Your goal —
Print the lines below exactly as they appear, starting at the line containing "Detect ski goggles." and ending at the line containing "Detect ski helmet.", including both of those lines and only the lines between them.

Records for this exercise —
###

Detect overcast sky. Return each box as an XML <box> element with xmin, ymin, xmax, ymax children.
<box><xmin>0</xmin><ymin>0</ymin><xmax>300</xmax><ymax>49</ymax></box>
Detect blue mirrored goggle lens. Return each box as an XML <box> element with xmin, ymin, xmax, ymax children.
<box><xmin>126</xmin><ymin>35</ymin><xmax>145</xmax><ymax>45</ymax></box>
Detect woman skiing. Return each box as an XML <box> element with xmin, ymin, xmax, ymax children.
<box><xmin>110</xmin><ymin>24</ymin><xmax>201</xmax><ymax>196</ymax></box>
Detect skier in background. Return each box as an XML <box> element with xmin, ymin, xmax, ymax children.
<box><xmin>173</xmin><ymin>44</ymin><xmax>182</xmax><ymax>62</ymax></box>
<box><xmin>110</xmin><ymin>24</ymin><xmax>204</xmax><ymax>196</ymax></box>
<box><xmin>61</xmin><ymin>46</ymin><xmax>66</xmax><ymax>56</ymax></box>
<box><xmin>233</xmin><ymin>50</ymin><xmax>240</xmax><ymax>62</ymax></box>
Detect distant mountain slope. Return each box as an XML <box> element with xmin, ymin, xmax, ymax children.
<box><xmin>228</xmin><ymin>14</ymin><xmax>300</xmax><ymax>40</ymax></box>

###

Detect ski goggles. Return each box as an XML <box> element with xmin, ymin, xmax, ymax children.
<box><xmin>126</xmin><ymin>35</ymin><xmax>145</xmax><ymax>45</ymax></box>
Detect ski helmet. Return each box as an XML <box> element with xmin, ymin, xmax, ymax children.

###

Answer below —
Detect ski goggles. Return each box as an XML <box> element with xmin, ymin, xmax, ymax children.
<box><xmin>126</xmin><ymin>35</ymin><xmax>145</xmax><ymax>45</ymax></box>
Detect ski helmet. Return each box as an XML <box> element with xmin, ymin, xmax, ymax children.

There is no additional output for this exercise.